Premiums and DC volume1
Total premium and Defined Contribution (DC) inflow increased by 17.6% to € 10,376 million (2023: € 8,825 million). This increase is driven by strong organic business growth in P&C, Disability and Pensions and the additional six months’ contribution from Aegon NL, more than offsetting the lower inflow in Health.
Operating expenses
The operating expenses increased by € 306 million to € 1,413 million (2023: € 1,107 million) primarily due to the larger cost base including Aegon NL. The internal number of FTE’s decreased to 7,374 (2023: 7,994), mainly as a result of the business integration and the sale of Knab.
The expense ratio of P&C and Disability decreased by 0.2%-points to 8.1% (2023: 8.3%) mainly due to synergies realised as a result of the integration of Aegon businesses onto the a.s.r. target operating platforms and strong organic growth.
Expenses for non-ordinary activities, classified as incidental items and therefore not included in operating expenses, increased by € 43 million to € 245 million (2023: € 203 million).This increase primarily relates to integration costs for the business combination a.s.r. and Aegon NL, as well as costs related to the implementation of the partial internal model and pension reform in the Netherlands. This increase is partly offset by lower restructuring costs.
Operating result
The operating result increased by € 455 million to € 1,428 million (2023: € 973 million) driven by a strong increase in all business segments, reflecting profitable growth and an additional six months' contribution of Aegon NL. Please see section 7.10 for the definition of operating result.
Operating result per segment
The operating result of the Non-life segment increased by € 91 million to € 469 million. This increase reflects pricing improvements, business growth, less claims due to favourable weather conditions and the addition of Aegon NL. These developments are also reflected in the combined ratio. The combined ratio of Non-life (excluding Health) improved 1.7%-points to 91.9% (2023: 93.5%).
The Life segment operating result increased by € 385 million to € 1,076 million. This is reflected in both the Operating Insurance Service Result (OISR) and Operating Investment and Finance Result (OIFR), mainly driven by the additional six months’ contribution of Aegon NL and a positive impact from higher excess returns.
The operating result of the Asset Management segment increased by € 21 million to € 100 million, mainly driven by the additional six months’ contribution of Aegon NL's mortgage business.
The operating result of the Distribution and Services segment increased by € 17 million to € 50 million mainly driven by business growth and the additional six months' contribution of Aegon NL entities.

○ ○ ○

*CHALLENGE 1*. Extract every line of the records that contains the string "screen", treating case as significant.
*CHALLENGE 2*. Write the next part of the financial report excerpt, continuing from its final sentence.
The financial report excerpt and the records are unrelated and should be treated as independent material.

(Bounding box annotation records)
○ ○ ○

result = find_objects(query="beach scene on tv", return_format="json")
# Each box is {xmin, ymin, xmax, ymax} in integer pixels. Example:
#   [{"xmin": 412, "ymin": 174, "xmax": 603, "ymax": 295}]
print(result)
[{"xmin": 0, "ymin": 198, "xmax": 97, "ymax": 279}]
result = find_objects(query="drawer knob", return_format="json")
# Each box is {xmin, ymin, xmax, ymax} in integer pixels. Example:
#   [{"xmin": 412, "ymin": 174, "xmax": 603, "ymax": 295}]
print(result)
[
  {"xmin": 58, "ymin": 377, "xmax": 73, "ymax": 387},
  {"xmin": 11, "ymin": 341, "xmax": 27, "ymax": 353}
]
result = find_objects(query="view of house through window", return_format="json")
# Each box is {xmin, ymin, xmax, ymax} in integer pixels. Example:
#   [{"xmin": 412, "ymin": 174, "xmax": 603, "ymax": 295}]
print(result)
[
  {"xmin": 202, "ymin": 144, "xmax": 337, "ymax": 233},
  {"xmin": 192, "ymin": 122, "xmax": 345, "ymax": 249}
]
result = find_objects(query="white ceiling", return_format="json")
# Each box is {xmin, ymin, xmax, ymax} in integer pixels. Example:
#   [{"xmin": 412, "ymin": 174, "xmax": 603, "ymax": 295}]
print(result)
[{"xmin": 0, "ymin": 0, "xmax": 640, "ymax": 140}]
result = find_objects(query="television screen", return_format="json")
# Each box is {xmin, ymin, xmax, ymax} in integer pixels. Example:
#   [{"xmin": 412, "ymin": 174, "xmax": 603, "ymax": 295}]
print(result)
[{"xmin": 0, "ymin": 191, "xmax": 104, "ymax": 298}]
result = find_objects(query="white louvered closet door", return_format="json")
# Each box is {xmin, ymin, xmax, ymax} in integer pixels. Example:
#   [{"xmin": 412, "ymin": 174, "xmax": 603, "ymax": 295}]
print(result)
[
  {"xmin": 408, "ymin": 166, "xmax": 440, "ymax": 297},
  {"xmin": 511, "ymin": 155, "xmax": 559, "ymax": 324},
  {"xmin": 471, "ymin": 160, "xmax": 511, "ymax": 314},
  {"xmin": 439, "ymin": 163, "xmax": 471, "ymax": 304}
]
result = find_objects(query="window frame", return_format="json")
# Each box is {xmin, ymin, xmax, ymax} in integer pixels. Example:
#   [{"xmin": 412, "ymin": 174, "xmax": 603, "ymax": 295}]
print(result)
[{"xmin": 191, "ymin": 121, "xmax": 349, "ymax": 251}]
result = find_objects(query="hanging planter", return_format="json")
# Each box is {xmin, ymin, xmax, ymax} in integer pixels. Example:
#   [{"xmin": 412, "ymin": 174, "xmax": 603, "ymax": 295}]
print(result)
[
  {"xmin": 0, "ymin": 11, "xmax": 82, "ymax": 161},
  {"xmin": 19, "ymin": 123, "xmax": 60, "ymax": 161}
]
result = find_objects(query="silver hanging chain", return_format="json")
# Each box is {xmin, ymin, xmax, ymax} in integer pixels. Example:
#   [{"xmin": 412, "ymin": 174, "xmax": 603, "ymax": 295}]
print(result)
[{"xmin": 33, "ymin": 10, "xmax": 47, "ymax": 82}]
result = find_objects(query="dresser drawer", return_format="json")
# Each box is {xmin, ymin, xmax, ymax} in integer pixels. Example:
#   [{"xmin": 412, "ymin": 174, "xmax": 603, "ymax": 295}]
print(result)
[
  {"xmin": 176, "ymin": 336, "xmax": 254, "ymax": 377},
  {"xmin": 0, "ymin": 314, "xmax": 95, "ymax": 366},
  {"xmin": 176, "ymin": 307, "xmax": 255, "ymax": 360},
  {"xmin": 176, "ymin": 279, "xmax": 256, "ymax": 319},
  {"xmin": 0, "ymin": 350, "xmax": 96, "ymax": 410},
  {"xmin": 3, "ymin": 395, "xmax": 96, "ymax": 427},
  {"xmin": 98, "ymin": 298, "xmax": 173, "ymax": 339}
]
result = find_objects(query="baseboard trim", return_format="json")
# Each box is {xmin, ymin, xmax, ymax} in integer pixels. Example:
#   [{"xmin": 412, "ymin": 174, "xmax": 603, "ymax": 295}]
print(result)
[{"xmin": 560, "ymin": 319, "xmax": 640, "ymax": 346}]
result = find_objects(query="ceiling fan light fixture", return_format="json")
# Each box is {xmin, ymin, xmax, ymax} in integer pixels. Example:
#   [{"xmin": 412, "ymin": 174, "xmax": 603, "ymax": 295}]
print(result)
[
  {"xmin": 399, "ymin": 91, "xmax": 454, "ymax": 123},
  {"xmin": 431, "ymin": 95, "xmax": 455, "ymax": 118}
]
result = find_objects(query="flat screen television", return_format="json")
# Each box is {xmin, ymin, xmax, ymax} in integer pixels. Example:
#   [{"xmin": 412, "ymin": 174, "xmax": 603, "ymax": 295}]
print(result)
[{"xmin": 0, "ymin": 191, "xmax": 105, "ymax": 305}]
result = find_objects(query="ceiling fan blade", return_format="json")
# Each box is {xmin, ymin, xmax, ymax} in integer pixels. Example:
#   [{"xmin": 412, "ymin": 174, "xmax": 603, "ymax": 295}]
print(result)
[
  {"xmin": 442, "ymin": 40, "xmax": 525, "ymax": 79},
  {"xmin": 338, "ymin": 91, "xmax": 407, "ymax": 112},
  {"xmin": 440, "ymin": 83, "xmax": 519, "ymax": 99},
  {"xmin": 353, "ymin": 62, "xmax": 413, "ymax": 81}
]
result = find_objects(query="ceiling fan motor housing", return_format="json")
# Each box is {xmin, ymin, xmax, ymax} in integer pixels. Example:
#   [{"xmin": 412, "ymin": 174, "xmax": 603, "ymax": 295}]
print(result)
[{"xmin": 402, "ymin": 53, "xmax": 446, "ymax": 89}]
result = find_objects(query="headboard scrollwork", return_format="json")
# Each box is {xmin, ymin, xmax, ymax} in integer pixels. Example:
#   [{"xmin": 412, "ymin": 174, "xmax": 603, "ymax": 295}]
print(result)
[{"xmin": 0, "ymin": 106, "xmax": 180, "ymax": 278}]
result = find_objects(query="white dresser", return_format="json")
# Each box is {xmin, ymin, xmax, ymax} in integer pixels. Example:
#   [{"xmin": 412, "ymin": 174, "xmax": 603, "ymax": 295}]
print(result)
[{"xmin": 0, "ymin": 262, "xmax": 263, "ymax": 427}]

○ ○ ○

*EXPECTED OUTPUT 1*.
result = find_objects(query="television screen", return_format="json")
result = find_objects(query="flat screen television", return_format="json")

*EXPECTED OUTPUT 2*.
The Holding & Other segment (including eliminations) operating result decreased by € 61 million to € -268 million, mainly due to increased interest charges (mostly related to the green senior bond, issued in December 2023 and the perpetual Restricted Tier 1 security, issued in March 2024), higher indirect costs and the negative impact from the inclusion of business activities that were previously labelled as a start-up.
Result before tax
The result before tax increased by € 169 million to € 1,447 million (2023: € 1,278 million) primarily as a result of revaluation effects on the investment portfolio, due to decreasing swap rates. As the operating result includes normalised investment returns, this revaluation impact is part of the investment and finance result related incidental item amounting to € 173 million (2023: € 611 million). This was in addition to the increase of the operating result of € 455 million. 2023 was impacted by the provisioning related to the agreement with claim organisations on the unit-linked life insurance transparency file.
The discontinued operations reflect the net result of the Banking segment (Knab), an impairment on intangible assets and the result of the sale of Knab, in total amounting to € -121 million.
The IFRS result attributable to holders of equity instruments amounted to € 946 million (2023: € 1,086 million), with an effective tax rate of 26.5% (2023: 21.5%).
Operating return on equity
The operating return on equity increased by 1.5%-points to 13.1% (2023: 11.6%), meeting the target of >12% and reflecting stronger growth of the operating result compared to growth in equity.
Solvency II ratio and organic capital creation (OCC)
The Solvency II ratio increased to 198% (31 December, 2023: 176%). This reflects a strong contribution from the OCC (19%-points) and the sale of Knab (17%-points1), and more than offsets the impact of capital distributions (-12%-points) and market and operational developments (-2%-points).
OCC increased by € 319 million to € 1,193 million (2023: € 874 million), primarily driven by the additional six months’ contribution from Aegon NL, growth of the business, realisation of cost synergies and impact from re-risking of the investment portfolio.
Dividend and capital distribution
a.s.r. proposes a final dividend for 2024 of € 1.96 per share, bringing the total dividend (including interim dividend of € 1.16 per share) to € 3.12 per share, an 8.0% increase versus 2023 (€ 2.89 per share). The 8.0% increase of dividend per share reflects an increase of the total dividend amount by 7.0% compared to 2023, which is in line with the medium-term target of a mid to high single digit increase, and the € 100 million share buyback following the completion of the sale of Knab, executed in 2024.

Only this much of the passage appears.